▶ **OBJECTIVE**
Copy each of the entries below word for word, keeping every line in its original order.

[START]

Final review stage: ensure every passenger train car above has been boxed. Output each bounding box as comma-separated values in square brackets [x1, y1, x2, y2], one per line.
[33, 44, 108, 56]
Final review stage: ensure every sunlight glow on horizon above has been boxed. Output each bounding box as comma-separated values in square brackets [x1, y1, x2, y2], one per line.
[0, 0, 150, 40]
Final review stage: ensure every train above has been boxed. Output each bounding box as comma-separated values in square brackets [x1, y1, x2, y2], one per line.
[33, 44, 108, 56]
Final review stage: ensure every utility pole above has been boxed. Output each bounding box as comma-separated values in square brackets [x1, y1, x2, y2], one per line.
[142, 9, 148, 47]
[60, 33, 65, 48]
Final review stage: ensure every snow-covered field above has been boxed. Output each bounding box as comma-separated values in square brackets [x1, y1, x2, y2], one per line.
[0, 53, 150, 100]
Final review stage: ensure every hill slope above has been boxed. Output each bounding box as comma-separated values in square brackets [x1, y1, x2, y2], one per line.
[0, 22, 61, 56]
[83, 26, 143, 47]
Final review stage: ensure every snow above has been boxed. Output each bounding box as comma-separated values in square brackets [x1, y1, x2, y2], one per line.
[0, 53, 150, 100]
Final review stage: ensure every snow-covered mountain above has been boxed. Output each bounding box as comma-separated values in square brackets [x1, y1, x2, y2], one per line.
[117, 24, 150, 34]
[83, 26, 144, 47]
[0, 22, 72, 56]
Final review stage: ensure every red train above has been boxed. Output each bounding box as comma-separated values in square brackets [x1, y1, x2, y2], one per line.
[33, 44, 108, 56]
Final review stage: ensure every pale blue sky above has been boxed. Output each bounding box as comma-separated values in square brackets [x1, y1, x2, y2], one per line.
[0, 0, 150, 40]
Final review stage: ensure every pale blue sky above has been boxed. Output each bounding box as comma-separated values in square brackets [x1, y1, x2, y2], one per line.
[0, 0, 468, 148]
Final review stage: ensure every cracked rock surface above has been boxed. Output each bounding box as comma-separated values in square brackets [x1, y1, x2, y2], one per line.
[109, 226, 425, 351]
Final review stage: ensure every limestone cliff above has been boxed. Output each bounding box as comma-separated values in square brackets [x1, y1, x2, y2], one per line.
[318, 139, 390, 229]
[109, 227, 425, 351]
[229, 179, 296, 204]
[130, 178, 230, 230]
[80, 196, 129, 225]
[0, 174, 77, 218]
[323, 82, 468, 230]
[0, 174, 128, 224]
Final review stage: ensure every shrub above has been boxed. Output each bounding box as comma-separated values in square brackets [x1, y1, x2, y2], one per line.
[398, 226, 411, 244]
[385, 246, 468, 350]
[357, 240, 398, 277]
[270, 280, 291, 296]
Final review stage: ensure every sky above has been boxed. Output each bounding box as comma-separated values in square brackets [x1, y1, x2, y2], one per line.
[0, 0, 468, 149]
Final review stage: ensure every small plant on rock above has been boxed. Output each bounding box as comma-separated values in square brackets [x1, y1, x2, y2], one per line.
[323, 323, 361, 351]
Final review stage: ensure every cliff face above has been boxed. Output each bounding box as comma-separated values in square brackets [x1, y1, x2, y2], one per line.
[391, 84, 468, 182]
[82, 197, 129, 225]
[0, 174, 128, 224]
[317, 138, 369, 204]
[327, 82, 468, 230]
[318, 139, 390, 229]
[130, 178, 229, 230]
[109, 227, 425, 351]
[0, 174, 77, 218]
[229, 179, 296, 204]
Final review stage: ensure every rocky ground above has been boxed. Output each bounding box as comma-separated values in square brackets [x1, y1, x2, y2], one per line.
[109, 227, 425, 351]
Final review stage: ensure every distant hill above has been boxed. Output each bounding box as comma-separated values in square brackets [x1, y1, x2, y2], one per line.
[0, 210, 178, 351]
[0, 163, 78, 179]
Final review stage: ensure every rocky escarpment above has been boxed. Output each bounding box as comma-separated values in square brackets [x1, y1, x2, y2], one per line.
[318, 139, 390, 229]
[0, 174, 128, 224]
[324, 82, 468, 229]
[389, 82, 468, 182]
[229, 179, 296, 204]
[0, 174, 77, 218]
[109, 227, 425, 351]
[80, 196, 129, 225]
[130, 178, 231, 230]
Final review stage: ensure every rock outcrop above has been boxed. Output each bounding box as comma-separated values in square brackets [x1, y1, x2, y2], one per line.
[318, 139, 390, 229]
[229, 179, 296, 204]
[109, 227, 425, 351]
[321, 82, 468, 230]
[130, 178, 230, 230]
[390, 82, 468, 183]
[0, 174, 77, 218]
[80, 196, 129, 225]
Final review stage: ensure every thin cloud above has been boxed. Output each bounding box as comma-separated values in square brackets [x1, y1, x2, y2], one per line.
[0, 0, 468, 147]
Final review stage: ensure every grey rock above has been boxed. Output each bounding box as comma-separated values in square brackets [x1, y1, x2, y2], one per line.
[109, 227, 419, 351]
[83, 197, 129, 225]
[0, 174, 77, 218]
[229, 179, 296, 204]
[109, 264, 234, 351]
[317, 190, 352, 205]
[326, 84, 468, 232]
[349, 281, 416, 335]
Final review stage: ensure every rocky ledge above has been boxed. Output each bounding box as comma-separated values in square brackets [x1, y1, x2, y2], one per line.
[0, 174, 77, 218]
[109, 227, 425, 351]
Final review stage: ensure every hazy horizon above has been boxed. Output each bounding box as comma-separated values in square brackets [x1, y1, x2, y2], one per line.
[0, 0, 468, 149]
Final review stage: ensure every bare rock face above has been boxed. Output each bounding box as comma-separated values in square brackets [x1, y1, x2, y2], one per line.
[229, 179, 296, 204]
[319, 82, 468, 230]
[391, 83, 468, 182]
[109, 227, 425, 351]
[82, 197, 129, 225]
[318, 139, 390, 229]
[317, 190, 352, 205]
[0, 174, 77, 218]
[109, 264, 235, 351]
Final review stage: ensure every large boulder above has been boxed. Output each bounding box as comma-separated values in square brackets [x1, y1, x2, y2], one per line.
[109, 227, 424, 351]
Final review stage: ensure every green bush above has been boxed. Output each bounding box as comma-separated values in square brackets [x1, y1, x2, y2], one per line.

[END]

▶ **COMPLETED TASK**
Final review stage: ensure every passenger train car above has been boxed. Output each bounding box as comma-separated values in square brackets [x1, y1, x2, y2], one per line.
[33, 44, 108, 56]
Final review stage: ensure every sunlight glow on horizon above has been boxed. Output each bounding box as comma-separated values in square brackets [x1, y1, x2, y2], one per line.
[0, 0, 150, 40]
Final review stage: ensure every train above has been boxed. Output each bounding box as comma-separated values in square brackets [x1, y1, x2, y2], one per line.
[33, 44, 108, 56]
Final review stage: ensure every utility pole above has been boxed. Output each bounding box as comma-separated values in square brackets [x1, y1, x2, y2], one per line.
[142, 9, 148, 47]
[60, 33, 65, 48]
Final review stage: ensure every snow-covered field above has been boxed. Output each bounding box as comma-separated values in square brackets [x1, y1, x2, y2], one per line.
[0, 53, 150, 100]
Final review stage: ensure every hill slope above has been boxed. Output each bounding box as comma-separated values in square brackets [x1, y1, x2, y2], one per line.
[0, 22, 61, 56]
[83, 26, 143, 47]
Final review stage: ensure every snow above has been boxed. Output each bounding box as comma-separated values in square brackets [x1, y1, x2, y2], one per line.
[0, 53, 150, 100]
Final review stage: ensure every snow-covered mountain above has been boxed. Output each bounding box as comma-separated values in square brackets [x1, y1, x2, y2], one per line.
[117, 24, 150, 34]
[83, 26, 144, 47]
[0, 22, 72, 56]
Final review stage: ensure every red train above has been boxed. Output each bounding box as comma-separated values in square brackets [x1, y1, x2, y2], one per line.
[33, 44, 108, 56]
Final review stage: ensure every pale blue sky above has been boxed. Output each bounding box as comma-separated values in square brackets [x1, y1, x2, y2], one per line.
[0, 0, 150, 40]
Final review stage: ensure every pale blue sky above has been boxed. Output each bounding box as comma-separated values in square brackets [x1, y1, x2, y2], one per line.
[0, 0, 468, 148]
Final review stage: ensure every cracked rock surface above has been boxed. Output each bounding box as comma-separated values in square brackets [x1, y1, x2, y2], one per line.
[109, 226, 425, 351]
Final review stage: ensure every limestone cliff above has been boxed. Output each bounding box as comma-separated values in square brackets [x1, y1, x2, y2], one per line.
[318, 139, 390, 229]
[109, 227, 425, 351]
[229, 179, 296, 204]
[130, 178, 230, 230]
[80, 196, 129, 225]
[0, 174, 77, 218]
[323, 82, 468, 230]
[0, 174, 128, 224]
Final review stage: ensure every shrub above has been boxed. Output each bounding box as comma-separated values in square brackets [x1, y1, x2, y2], one per line.
[398, 226, 411, 244]
[385, 246, 468, 350]
[357, 240, 398, 277]
[270, 280, 291, 296]
Final review stage: ensure every sky above has been boxed. Output each bounding box as comma-separated values in square brackets [x1, y1, x2, y2], one per line.
[0, 0, 468, 149]
Final review stage: ensure every small plant on rock above has been boxed. Output each bounding box as comma-separated values in square brackets [x1, y1, x2, y2], one per line.
[323, 323, 361, 351]
Final review stage: ensure every cliff face above has been boxed. Output each bounding box as comma-separated values in square brackets [x1, y1, x2, y2], one per line.
[391, 84, 468, 182]
[82, 197, 129, 225]
[0, 174, 128, 224]
[317, 138, 369, 204]
[327, 82, 468, 230]
[318, 139, 390, 229]
[130, 178, 229, 230]
[109, 227, 425, 351]
[0, 174, 77, 218]
[229, 179, 296, 204]
Final review stage: ensure every rocky ground above has been boxed. Output each bounding box as comma-separated values in square brackets [x1, y1, x2, y2], one per line.
[109, 227, 425, 351]
Final review stage: ensure every distant hill above has been boxed. Output each bounding box as comma-separated values in square brackets [x1, y1, x2, y2], one per line.
[0, 210, 178, 351]
[0, 163, 78, 179]
Final review stage: ensure every rocky escarpment above has been boxed. Output each bounding box as comma-separated values in square brackets [x1, y1, x2, y2], one per line.
[318, 139, 390, 229]
[0, 174, 128, 224]
[324, 82, 468, 229]
[389, 82, 468, 182]
[229, 179, 296, 204]
[0, 174, 77, 218]
[109, 227, 425, 351]
[80, 196, 129, 225]
[130, 178, 231, 230]
Final review stage: ensure every rock outcrop above has been boxed. Output each bounding box as comma-separated values in square brackets [x1, y1, x2, y2], one per line.
[318, 139, 390, 229]
[229, 179, 296, 204]
[109, 227, 425, 351]
[321, 82, 468, 230]
[130, 178, 230, 230]
[390, 82, 468, 183]
[0, 174, 77, 218]
[80, 196, 129, 225]
Final review stage: ensure every thin cloud above has been boxed. Output each bounding box as comma-separated values in square brackets [x1, y1, x2, y2], one per line.
[0, 0, 468, 147]
Final review stage: ensure every grey rock above has been boxed. Output each bounding box as comma-separated values in square brackets [x1, y1, x2, y2], one per line.
[109, 227, 419, 351]
[83, 197, 129, 225]
[0, 174, 77, 218]
[229, 179, 296, 204]
[109, 264, 234, 351]
[317, 190, 352, 205]
[326, 84, 468, 232]
[349, 281, 416, 335]
Final review stage: ensure every rocky ledge above has been boxed. Output each bounding box as comma-separated values in square brackets [x1, y1, x2, y2], one per line.
[0, 174, 77, 218]
[109, 227, 425, 351]
Final review stage: ensure every hazy horizon above has been boxed. Output each bounding box as comma-separated values in square brackets [x1, y1, x2, y2], one per line.
[0, 0, 468, 149]
Final review stage: ensure every bare rock face above has been boxed. Output each bounding box as comma-separated values in square brackets [x1, y1, x2, y2], one per line.
[229, 179, 296, 204]
[319, 82, 468, 230]
[391, 83, 468, 182]
[109, 227, 425, 351]
[82, 197, 129, 225]
[318, 139, 390, 229]
[317, 190, 352, 205]
[0, 174, 77, 218]
[109, 264, 235, 351]
Final review stage: ensure every large boulder above has been boxed. Output each bounding box as comma-separated values in square brackets [x1, y1, x2, y2], one per line.
[109, 227, 424, 351]
Final review stage: ensure every green bush above has been boxed. Output each bounding box as comma-separated values in square brackets [x1, y1, x2, y2], one per line.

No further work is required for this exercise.